- _PROBLEM SET_:
A - Decide whether each statement agrees with the article on AI avatars below. Answer yes or no for each, and quote the words of the article that decide it.
(i) CrowdWorks manages the project with support from AIRI and KOCCA.
(ii) An AI avatar follows four stages of processing.
(iii) The project collects 20,000 pieces of facial data from 2,000 data providers.
B - Using the article on AI avatars below, explain in one to three sentences why the gestures a person makes while speaking must be analyzed.
C - List every organization that the article on AI avatars below names.

- _TEXT TO READ_:

Screenshots of CrowdWorks’ platform app

AI and Contents

CrowdWorks, with the support of the Artificial Intelligence Research Institute (AIRI) and the Korea Creative Content Agency (KOCCA), manages the Intelligent Character Work and Service Model Development Project. This project aims to develop an “intelligent avatar” that can make certain judgments about a person and can react by expressing proper emotions. For example, a home AI robot should be able to make certain judgments about a child who is crying and be able to communicate and empathize with the child. If the AI robot gives too wide of a smile to a crying child, it can have the opposite effect of making the child even more upset.

An AI avatar follows three stages of processing: input, selection, and output. An AI avatar makes judgments based on a person’s emotions and the situation it is presented with, “inputs” related factors, “selects” an action to take, and then “outputs” the action. A huge amount of data must be collected to realize all the processes involved in AI. First, facial recognition must be collected according to various criteria, such as age and gender. Gestures that a person makes while speaking must also be analyzed so that the AI avatar can make accurate judgments about the person’s emotions. Additionally, if an AI robot uses gestures while speaking, it can make the robot seem more human.

Intelligent avatars that can communicate with humans, are expected to be very useful in the content field. They can be used to create an AI idol group or cyber entertainers that look very similar to humans.

Kim Ji-sun, Director of the Project Development Team at CrowdWorks commented, “It is good for us to have this new experience of managing the KOCCA’s R&D project.” This large-scale project involves the collection of a total of 20,000 pieces of facial data from 2,000 data providers. The project is the largest project ever undertaken by the company and is expected to contribute significantly to the company’s AI technology development.

INTERVIEW
Making Images that Do Not Exist Anywhere Else in the World

Kim Ji-sun, Director of the Project Development Team at CrowdWorks

How much participation is there on the CrowdWorks platform?

- _INFORMATION SUPPLIED_:
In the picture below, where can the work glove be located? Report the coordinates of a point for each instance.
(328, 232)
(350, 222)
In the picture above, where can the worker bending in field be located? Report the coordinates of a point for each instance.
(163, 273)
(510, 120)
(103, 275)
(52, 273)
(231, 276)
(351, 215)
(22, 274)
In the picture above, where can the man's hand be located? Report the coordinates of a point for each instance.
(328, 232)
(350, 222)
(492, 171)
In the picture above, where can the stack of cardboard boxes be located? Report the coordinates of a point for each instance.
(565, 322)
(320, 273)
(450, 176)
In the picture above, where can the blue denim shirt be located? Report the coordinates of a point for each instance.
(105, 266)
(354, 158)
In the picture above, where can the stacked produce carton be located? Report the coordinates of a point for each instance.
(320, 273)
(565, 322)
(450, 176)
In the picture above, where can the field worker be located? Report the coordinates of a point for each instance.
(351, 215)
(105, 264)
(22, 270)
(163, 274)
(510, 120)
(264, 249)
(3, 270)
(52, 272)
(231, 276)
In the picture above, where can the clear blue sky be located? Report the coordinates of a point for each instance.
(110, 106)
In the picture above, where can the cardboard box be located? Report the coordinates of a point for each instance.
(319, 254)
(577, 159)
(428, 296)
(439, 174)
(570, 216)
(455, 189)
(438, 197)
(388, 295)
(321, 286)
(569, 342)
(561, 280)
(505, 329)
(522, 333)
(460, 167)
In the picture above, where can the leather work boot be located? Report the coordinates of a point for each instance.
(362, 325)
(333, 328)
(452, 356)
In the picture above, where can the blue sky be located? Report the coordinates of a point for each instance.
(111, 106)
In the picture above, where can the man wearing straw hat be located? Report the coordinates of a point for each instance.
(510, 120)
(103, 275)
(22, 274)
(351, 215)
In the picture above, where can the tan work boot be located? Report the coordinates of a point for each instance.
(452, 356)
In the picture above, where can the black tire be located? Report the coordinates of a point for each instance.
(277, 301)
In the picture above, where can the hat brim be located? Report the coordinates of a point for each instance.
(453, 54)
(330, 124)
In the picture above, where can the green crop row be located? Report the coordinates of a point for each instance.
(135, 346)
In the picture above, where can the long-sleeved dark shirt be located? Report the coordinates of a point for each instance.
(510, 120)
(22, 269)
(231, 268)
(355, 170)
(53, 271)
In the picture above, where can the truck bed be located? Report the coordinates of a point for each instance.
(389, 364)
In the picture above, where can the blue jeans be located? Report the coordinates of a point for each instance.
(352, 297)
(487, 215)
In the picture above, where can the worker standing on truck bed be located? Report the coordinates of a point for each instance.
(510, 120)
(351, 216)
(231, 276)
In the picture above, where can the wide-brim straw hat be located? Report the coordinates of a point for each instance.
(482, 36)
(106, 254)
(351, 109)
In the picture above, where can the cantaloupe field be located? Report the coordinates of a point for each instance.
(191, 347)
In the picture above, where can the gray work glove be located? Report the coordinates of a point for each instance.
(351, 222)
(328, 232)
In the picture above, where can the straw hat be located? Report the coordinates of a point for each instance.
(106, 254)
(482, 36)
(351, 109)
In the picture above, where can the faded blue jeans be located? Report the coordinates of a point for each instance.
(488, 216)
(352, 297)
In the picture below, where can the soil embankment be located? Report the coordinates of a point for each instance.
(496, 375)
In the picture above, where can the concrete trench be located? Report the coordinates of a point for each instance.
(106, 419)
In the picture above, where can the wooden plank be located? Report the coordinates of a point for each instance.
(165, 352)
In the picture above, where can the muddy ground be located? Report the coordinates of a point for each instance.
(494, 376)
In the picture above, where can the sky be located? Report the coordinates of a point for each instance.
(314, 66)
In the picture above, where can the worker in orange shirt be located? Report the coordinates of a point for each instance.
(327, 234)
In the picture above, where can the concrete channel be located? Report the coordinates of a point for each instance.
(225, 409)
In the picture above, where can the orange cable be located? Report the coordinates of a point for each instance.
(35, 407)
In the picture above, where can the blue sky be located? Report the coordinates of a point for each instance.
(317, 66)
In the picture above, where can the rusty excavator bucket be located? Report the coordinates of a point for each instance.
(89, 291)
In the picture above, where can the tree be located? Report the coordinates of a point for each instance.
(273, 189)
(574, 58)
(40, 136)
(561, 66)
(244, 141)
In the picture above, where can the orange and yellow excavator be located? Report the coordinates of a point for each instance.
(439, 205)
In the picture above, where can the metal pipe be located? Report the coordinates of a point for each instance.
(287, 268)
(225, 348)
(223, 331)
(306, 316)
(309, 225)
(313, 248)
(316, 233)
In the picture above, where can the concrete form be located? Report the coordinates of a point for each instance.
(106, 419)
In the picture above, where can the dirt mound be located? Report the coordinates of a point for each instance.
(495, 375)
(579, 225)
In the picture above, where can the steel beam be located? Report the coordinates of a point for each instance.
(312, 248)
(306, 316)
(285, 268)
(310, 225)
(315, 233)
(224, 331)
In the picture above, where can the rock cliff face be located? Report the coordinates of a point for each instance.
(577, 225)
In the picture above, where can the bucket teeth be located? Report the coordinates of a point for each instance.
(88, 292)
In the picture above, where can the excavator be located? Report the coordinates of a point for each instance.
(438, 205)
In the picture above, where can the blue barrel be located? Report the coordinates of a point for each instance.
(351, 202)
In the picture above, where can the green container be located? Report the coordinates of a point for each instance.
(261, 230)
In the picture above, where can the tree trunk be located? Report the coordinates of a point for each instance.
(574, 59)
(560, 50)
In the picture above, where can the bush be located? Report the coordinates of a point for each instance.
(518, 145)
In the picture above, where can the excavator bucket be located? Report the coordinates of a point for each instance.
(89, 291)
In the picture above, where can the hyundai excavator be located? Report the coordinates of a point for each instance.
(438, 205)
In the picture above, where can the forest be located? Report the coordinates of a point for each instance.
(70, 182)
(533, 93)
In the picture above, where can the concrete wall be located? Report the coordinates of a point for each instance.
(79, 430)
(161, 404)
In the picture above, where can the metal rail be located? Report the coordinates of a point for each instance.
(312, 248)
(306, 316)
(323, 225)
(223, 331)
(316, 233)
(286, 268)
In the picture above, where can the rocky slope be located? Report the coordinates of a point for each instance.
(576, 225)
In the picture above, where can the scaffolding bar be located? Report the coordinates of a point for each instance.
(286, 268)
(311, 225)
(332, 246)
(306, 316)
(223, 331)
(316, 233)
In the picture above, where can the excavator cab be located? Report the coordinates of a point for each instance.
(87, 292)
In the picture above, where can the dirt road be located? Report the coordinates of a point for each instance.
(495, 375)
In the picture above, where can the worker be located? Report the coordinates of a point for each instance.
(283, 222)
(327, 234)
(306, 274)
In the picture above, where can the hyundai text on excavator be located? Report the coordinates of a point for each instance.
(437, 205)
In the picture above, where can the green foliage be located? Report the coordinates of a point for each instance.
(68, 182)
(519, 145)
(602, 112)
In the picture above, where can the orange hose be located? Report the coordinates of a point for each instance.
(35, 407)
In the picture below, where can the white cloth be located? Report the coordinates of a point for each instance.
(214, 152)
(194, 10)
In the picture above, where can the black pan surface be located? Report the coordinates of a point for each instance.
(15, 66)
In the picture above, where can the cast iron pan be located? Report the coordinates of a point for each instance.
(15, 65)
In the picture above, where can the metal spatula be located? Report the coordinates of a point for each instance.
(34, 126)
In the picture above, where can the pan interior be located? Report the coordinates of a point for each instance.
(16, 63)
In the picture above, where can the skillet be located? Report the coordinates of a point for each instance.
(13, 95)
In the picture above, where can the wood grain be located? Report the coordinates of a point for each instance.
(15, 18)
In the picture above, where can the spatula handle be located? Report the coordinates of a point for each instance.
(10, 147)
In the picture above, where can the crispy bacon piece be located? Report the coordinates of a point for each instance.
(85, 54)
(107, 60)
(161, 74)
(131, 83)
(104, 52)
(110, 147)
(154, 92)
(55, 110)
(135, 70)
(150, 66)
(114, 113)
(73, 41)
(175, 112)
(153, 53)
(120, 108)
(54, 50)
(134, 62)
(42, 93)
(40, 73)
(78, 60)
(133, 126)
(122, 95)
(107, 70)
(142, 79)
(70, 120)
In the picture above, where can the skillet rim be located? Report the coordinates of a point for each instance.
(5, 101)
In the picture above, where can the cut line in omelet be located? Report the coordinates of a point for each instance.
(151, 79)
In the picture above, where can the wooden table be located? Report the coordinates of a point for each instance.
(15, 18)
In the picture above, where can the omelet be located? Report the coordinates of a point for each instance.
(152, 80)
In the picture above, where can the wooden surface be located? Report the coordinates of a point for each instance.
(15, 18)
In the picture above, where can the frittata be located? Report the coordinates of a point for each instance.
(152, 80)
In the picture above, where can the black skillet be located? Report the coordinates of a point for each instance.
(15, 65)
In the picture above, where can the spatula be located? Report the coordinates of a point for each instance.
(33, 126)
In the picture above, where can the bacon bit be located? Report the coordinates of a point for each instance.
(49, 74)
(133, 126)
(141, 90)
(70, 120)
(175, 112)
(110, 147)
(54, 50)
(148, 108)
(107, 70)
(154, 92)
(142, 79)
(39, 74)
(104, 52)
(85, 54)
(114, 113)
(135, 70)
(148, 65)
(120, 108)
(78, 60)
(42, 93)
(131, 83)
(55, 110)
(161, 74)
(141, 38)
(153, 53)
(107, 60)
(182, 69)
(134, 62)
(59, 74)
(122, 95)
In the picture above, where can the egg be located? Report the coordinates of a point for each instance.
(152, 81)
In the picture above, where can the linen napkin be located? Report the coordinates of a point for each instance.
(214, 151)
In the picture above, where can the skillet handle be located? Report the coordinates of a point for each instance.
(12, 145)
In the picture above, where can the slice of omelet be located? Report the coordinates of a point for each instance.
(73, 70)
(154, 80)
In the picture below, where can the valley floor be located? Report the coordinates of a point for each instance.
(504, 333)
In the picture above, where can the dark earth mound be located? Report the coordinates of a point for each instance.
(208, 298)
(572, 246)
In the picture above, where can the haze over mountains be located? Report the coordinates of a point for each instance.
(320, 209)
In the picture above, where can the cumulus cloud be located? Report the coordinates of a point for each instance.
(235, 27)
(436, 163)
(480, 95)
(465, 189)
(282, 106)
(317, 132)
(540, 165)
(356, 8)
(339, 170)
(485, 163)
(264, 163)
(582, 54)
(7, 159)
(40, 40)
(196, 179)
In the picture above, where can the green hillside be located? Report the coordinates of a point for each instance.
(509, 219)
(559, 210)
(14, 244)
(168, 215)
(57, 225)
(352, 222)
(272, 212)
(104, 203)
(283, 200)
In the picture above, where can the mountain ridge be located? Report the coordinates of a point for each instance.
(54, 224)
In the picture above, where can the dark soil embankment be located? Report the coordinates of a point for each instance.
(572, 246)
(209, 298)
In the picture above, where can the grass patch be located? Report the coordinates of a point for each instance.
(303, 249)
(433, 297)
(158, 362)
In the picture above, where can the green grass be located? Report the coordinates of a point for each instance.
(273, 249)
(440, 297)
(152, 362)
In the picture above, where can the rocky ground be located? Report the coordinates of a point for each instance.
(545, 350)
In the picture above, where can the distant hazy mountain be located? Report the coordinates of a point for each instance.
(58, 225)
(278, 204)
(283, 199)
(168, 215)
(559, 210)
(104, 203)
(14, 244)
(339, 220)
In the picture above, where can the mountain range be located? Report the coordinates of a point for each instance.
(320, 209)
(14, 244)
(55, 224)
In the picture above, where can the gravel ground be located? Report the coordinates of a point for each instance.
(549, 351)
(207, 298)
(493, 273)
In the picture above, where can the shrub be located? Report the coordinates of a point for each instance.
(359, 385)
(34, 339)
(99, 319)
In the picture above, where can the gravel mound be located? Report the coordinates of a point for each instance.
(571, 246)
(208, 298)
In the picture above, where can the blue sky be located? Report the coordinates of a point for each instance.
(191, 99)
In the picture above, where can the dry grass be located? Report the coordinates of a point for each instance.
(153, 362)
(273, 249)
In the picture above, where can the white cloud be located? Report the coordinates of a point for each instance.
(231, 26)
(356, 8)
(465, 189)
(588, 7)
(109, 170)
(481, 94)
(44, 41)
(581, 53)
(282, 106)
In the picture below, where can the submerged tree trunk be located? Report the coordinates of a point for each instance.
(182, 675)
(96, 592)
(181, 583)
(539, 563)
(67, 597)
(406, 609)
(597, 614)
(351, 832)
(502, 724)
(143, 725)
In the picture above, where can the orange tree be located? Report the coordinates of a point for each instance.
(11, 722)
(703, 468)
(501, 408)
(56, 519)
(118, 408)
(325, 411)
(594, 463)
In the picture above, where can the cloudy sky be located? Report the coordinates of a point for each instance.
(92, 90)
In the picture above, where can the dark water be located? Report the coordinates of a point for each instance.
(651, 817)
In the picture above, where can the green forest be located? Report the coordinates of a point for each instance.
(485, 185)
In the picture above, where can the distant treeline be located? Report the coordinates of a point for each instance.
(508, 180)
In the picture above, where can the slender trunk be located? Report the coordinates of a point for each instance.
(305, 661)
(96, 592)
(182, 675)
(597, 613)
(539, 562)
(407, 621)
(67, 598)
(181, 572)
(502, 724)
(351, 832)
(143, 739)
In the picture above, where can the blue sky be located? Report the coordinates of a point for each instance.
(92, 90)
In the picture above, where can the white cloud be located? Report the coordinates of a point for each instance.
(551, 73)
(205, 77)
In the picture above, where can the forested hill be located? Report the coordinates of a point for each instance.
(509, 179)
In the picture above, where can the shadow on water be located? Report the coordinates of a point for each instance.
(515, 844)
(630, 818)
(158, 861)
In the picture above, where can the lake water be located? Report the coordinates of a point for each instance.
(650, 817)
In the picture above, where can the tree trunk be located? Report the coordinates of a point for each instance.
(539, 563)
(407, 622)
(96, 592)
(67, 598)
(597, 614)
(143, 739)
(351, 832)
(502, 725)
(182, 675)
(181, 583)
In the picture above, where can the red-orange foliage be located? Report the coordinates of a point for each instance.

- _ANSWERS_:
A -
(i) Yes: "CrowdWorks, with the support of the Artificial Intelligence Research Institute (AIRI) and the Korea Creative Content Agency (KOCCA), manages the Intelligent Character Work and Service Model Development Project."
(ii) No: "An AI avatar follows three stages of processing: input, selection, and output."
(iii) Yes: "This large-scale project involves the collection of a total of 20,000 pieces of facial data from 2,000 data providers."

B - A person's gestures while speaking must be analyzed so that the AI avatar can make accurate judgments about that person's emotions.

C -
- CrowdWorks
- Artificial Intelligence Research Institute (AIRI)
- Korea Creative Content Agency (KOCCA)